Directions »
Repeat the records in full. No pictures belong in the copy.

Material supplied »
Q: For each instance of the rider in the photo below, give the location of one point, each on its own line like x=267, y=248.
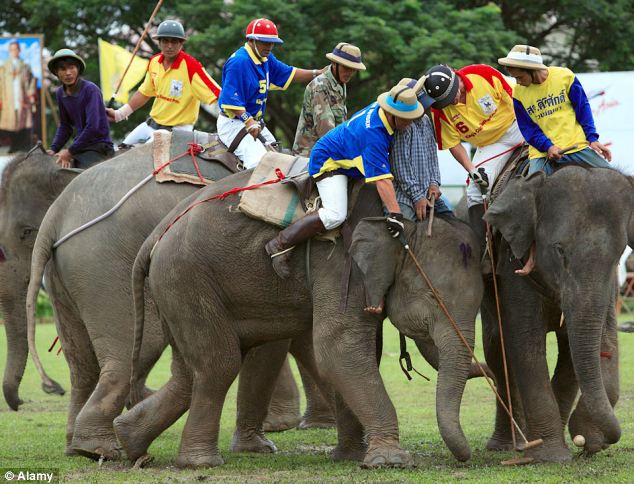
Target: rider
x=325, y=98
x=357, y=148
x=177, y=82
x=81, y=108
x=553, y=112
x=247, y=77
x=474, y=104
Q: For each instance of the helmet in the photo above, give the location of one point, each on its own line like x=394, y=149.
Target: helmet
x=263, y=30
x=62, y=54
x=172, y=29
x=442, y=84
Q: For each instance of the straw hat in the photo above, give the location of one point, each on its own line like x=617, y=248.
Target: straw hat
x=425, y=99
x=401, y=102
x=523, y=57
x=347, y=55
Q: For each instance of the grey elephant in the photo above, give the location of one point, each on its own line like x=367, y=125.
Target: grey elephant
x=580, y=221
x=30, y=183
x=211, y=321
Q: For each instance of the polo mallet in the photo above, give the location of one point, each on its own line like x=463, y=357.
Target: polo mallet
x=136, y=48
x=526, y=444
x=431, y=214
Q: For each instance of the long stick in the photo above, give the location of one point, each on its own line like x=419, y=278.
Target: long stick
x=136, y=48
x=527, y=444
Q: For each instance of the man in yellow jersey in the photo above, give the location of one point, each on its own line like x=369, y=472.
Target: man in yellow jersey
x=474, y=104
x=553, y=113
x=177, y=82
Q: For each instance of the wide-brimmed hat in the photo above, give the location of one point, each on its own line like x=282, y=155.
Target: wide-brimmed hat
x=401, y=102
x=523, y=57
x=425, y=99
x=65, y=54
x=347, y=55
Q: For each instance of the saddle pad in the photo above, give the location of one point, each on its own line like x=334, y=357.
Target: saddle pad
x=170, y=144
x=279, y=203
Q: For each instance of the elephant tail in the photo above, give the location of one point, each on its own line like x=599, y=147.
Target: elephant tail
x=42, y=251
x=140, y=271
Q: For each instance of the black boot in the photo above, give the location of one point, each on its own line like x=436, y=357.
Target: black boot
x=478, y=225
x=280, y=247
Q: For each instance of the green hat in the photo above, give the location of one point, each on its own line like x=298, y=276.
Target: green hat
x=65, y=54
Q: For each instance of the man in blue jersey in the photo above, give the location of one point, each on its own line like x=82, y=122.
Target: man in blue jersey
x=247, y=77
x=358, y=148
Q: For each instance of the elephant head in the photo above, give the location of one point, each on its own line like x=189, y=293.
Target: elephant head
x=29, y=186
x=389, y=274
x=579, y=220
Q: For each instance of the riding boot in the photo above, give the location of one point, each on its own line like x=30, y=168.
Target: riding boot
x=478, y=225
x=280, y=247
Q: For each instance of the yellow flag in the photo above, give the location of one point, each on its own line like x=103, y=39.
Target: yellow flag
x=112, y=63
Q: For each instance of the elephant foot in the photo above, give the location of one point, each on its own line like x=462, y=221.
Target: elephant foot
x=354, y=453
x=279, y=422
x=549, y=453
x=250, y=441
x=386, y=457
x=52, y=388
x=317, y=421
x=199, y=461
x=97, y=449
x=134, y=443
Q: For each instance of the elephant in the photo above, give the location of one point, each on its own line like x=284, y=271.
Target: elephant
x=580, y=220
x=30, y=183
x=215, y=301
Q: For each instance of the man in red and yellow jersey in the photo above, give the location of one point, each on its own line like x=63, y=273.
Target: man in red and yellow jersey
x=474, y=104
x=177, y=82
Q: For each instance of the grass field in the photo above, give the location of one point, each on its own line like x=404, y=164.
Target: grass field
x=33, y=438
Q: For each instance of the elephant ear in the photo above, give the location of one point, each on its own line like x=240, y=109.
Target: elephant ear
x=377, y=255
x=514, y=212
x=60, y=177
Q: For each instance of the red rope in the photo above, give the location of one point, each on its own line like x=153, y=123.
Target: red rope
x=222, y=196
x=512, y=148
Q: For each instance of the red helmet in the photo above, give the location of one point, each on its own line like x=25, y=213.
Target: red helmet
x=263, y=30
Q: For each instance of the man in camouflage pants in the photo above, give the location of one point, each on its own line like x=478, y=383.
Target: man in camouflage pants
x=324, y=104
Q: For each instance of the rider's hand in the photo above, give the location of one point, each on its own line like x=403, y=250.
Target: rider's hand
x=554, y=153
x=602, y=150
x=480, y=177
x=395, y=225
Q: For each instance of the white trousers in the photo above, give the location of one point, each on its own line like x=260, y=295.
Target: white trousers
x=493, y=167
x=334, y=200
x=144, y=133
x=250, y=150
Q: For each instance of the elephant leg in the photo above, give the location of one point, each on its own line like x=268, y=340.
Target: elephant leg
x=320, y=402
x=258, y=376
x=139, y=427
x=564, y=381
x=581, y=422
x=214, y=361
x=351, y=366
x=82, y=362
x=283, y=412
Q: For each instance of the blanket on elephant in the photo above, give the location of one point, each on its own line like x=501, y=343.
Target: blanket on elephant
x=210, y=165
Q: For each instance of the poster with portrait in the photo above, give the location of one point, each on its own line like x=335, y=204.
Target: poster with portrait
x=22, y=119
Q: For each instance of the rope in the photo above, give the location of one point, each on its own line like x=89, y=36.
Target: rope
x=193, y=150
x=222, y=196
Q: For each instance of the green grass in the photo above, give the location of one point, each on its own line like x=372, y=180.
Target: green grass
x=33, y=438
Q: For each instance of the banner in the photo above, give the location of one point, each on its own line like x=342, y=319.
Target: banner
x=113, y=61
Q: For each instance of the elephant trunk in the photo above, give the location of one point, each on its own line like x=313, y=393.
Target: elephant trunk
x=585, y=323
x=17, y=351
x=453, y=370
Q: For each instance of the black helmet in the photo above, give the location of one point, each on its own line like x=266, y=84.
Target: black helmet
x=170, y=28
x=442, y=84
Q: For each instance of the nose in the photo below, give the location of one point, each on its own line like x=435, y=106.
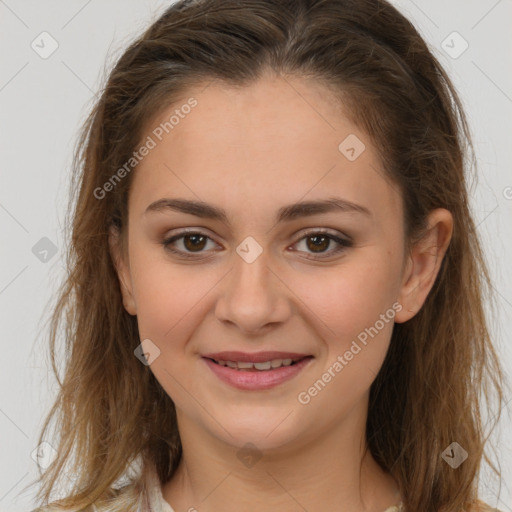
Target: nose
x=253, y=296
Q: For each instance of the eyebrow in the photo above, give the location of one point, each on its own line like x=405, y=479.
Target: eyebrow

Result »
Q: For each instance of the rider in the photo below, give the location of one point, each on its own line like x=267, y=248.
Target: rider
x=325, y=98
x=357, y=148
x=177, y=82
x=81, y=108
x=553, y=112
x=247, y=77
x=474, y=104
Q: For each instance of the helmet in the photo above, give the location of one point, each on its own line like x=394, y=149.
Target: helmet
x=263, y=30
x=62, y=54
x=172, y=29
x=442, y=84
Q: For each instance of the straw hat in the photo above, give the location of one point, each on its own line like x=617, y=248.
Target: straw hat
x=425, y=99
x=401, y=102
x=523, y=57
x=347, y=55
Q: For each instance of the grey elephant in the photo above, give the location of one point, each on its own line like x=367, y=125.
Target: grey elephant
x=580, y=221
x=30, y=183
x=211, y=321
Q: For each instance of the polo mallet in the photo above, give the location of one point, each on its own line like x=463, y=357.
Target: polo mallet
x=136, y=48
x=526, y=444
x=431, y=214
Q: For each instance of the long stick in the photo above, give the location of one point, each on its own line like x=419, y=278.
Target: long stick
x=136, y=48
x=527, y=444
Q: For each instance of the man in yellow jersey in the photo above, give the location of one point, each on its own line like x=369, y=472.
Target: man in yellow jersey
x=474, y=104
x=553, y=113
x=177, y=82
Q: For each instance of the wide-brimmed hat in the photo above, give the location of one point, each on its own line like x=282, y=155.
Target: wide-brimmed hat
x=401, y=102
x=523, y=57
x=425, y=99
x=65, y=54
x=347, y=55
Q: For each instance of the saddle pad in the photo above, give the location of one point, each on its own line like x=334, y=357.
Target: saddle pad
x=170, y=144
x=279, y=203
Q: For each instance of the elephant tail in the photo above, give the location of one point, each on its own line like x=599, y=147.
Target: elephant tail
x=42, y=251
x=140, y=271
Q: For each instance of the black boot in the photo above, give the location of one point, each on its own line like x=436, y=357.
Target: black boot
x=478, y=225
x=280, y=247
Q: For each instance of the green hat in the photo above, give the location of one point, each on its own line like x=298, y=276.
Target: green hat
x=65, y=54
Q: For each instance of the man in blue jersey in the photo above, give the location of one point, each on its own line like x=82, y=122.
Target: man in blue jersey
x=247, y=77
x=358, y=148
Q: For each instance of the elephant head in the photo above, give the location of one point, each on its own line like x=189, y=293.
Target: elephant head
x=29, y=186
x=389, y=274
x=579, y=220
Q: For each instance of the riding boot in the photo above, give the location of one point, each on its own line like x=30, y=168.
Target: riding boot
x=478, y=225
x=280, y=247
Q: For each instance of the yellow flag in the photo above, give the location of one point, each on its own line like x=103, y=39.
Target: yellow flag
x=112, y=63
Q: For each instance of the elephant foot in the photo above, give the location of one point, each on its own line like x=462, y=221.
Target: elephant foot
x=354, y=453
x=279, y=422
x=549, y=453
x=250, y=441
x=386, y=457
x=52, y=388
x=317, y=421
x=199, y=461
x=97, y=449
x=134, y=443
Q: For each instance of the elephant in the photo above, give the location of one point, each on its own line like x=284, y=271.
Target: elephant
x=580, y=220
x=30, y=183
x=215, y=301
Q: For each instance of the man in red and yellow jersey in the photo above, give the location of one point, each on its own line like x=63, y=273.
Target: man in red and yellow jersey
x=474, y=104
x=177, y=82
Q: For each instance of the grass field in the photo above, give the location of one point, each on its own line like x=404, y=164.
Target: grass field
x=33, y=438
Q: For each instance of the elephant ear in the photo above, give the location of one point, each on its own line like x=240, y=109.
Target: elephant ear
x=377, y=255
x=514, y=212
x=60, y=177
Q: For each instance of the red rope in the photo above, give the location of one point, each on its own line like x=153, y=123.
Target: red rope
x=222, y=196
x=512, y=148
Q: For each instance of the red helmet in the photo above, give the location of one point, each on its own line like x=25, y=213.
Target: red helmet
x=263, y=30
Q: For each instance of the man in camouflage pants in the photo above, give the location of one point, each on its own line like x=478, y=383.
Target: man in camouflage pants
x=324, y=104
Q: For each instance of the rider's hand in the photo above, give the location of one point, each on its own line like x=403, y=250.
Target: rider's hand
x=554, y=153
x=602, y=150
x=480, y=177
x=395, y=225
Q: For each instance of the white trousers in the photo above, give the location of one point, each on its own line like x=260, y=295.
Target: white trousers
x=493, y=167
x=334, y=200
x=144, y=133
x=250, y=150
Q: For each instance of the elephant leg in the photo above, give the location of one point, each on its own line like x=268, y=340.
Target: elephant leg
x=320, y=402
x=258, y=376
x=139, y=427
x=564, y=381
x=581, y=422
x=214, y=361
x=351, y=366
x=82, y=362
x=283, y=412
Q: For each instance of the blanket on elephant in the photo above, give the location of one point, each on its own line like x=501, y=343.
Target: blanket on elephant
x=210, y=165
Q: For each instance of the poster with portrait in the photo above, give the location of one point, each on its own line like x=335, y=204.
Target: poster with portrait
x=22, y=119
Q: For each instance of the rope in the photo above, give the location of one point, each on its own line like x=89, y=36.
Target: rope
x=193, y=150
x=222, y=196
Q: For each instance of the green grass in the photo above, give the location of one point, each on its own line like x=372, y=180.
Target: green grass
x=33, y=438
Q: For each instance of the banner in the photo above, give the location of one point, each on its own line like x=342, y=319.
Target: banner
x=113, y=61
Q: For each instance of the elephant trunk in the photo above, give the location of one point, each on its own line like x=313, y=393.
Target: elephant trunk
x=585, y=323
x=17, y=351
x=453, y=370
Q: For each instance of the black helmet in the photo above, give the location of one point, each on its own line like x=266, y=84.
Target: black helmet
x=170, y=28
x=442, y=84
Q: For each instance of the nose in the photo below, give the location of one point, each on its own line like x=435, y=106.
Target: nose
x=253, y=296
Q: For each instance of the eyebrow in the photo above, give the location of one point, each on its own line like x=405, y=479.
Target: eyebrow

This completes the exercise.